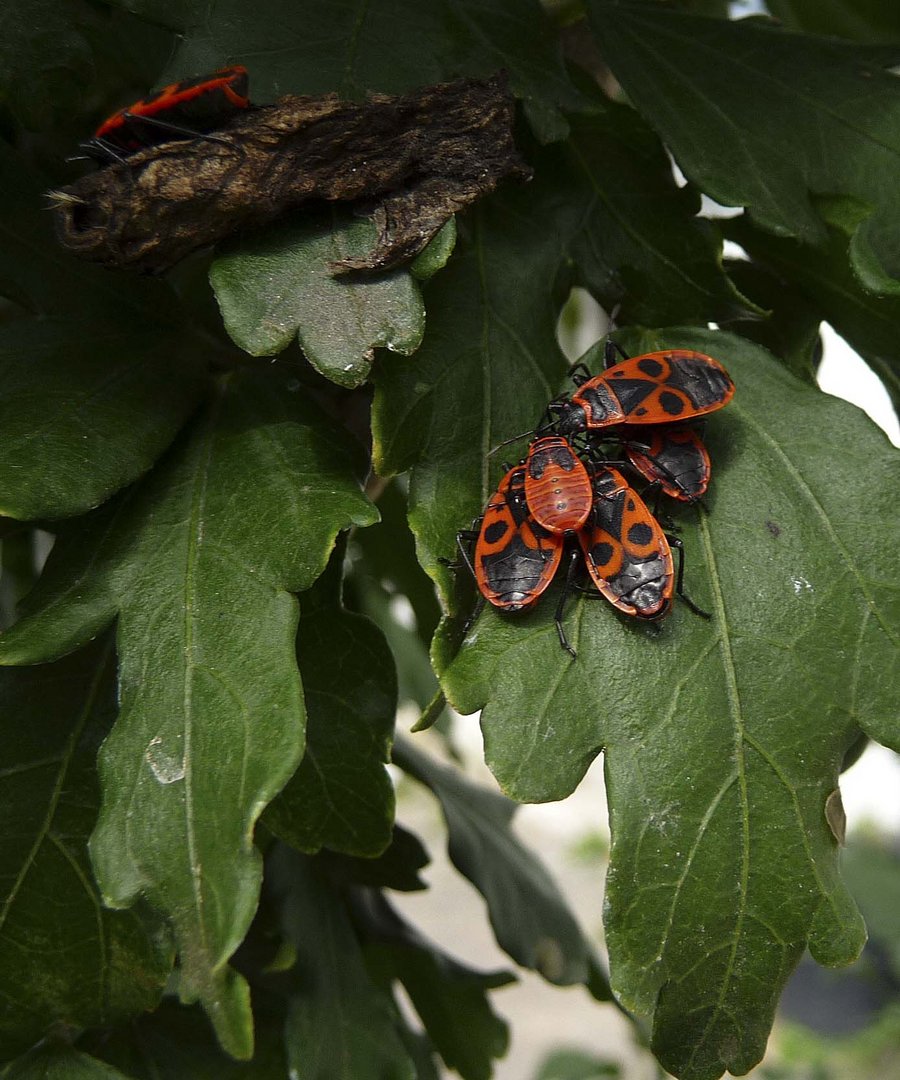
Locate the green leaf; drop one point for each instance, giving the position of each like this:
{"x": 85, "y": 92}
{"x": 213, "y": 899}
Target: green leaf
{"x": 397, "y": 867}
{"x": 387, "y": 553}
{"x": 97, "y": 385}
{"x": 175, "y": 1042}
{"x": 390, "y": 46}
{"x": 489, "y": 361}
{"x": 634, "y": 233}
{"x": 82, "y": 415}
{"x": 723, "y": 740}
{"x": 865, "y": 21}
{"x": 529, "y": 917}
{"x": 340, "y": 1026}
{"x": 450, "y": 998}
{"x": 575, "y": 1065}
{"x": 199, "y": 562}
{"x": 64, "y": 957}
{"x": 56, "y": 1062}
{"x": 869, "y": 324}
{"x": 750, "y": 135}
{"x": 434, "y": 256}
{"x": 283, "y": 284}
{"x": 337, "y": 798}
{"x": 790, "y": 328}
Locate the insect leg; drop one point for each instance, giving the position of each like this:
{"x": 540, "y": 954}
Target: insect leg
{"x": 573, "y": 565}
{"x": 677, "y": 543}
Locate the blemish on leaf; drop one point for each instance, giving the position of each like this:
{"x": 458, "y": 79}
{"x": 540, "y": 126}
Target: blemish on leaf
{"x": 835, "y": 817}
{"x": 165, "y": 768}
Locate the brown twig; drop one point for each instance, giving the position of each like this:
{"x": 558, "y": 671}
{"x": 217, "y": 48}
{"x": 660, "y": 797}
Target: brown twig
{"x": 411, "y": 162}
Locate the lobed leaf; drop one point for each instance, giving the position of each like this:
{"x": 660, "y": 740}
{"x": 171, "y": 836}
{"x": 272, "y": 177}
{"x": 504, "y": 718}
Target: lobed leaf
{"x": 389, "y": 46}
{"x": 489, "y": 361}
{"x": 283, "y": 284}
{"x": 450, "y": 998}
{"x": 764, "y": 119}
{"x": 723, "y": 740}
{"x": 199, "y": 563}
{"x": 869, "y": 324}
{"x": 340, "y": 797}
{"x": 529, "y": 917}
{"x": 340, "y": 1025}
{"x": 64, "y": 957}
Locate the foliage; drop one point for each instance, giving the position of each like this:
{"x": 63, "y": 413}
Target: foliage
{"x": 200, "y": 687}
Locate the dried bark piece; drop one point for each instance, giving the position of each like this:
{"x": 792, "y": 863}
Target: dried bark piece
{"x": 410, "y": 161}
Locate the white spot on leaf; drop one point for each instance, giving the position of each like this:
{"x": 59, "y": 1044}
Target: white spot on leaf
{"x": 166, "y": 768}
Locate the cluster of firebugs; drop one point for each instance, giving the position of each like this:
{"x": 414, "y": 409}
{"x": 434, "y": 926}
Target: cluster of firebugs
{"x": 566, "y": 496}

━━━━━━━━━━━━━━━━━━━━

◆ Request ◆
Could you rewrite the stretch from the line containing "Locate the white" through the end of the entries, keeping the requests and their sample positions unchanged but multiplying every x and y coordinate in the answers by 1.75 and rounding to whole numbers, with halves rounded up?

◆ Answer to the task ◆
Locate the white spot on leaf; drop one point for each instance, giving the position of each like this:
{"x": 59, "y": 1044}
Target: white spot on leaf
{"x": 291, "y": 1344}
Locate the cluster of firebugs; drop one point for each instance, giving the position of each like this:
{"x": 414, "y": 409}
{"x": 434, "y": 926}
Target: cluster of firebugs
{"x": 991, "y": 868}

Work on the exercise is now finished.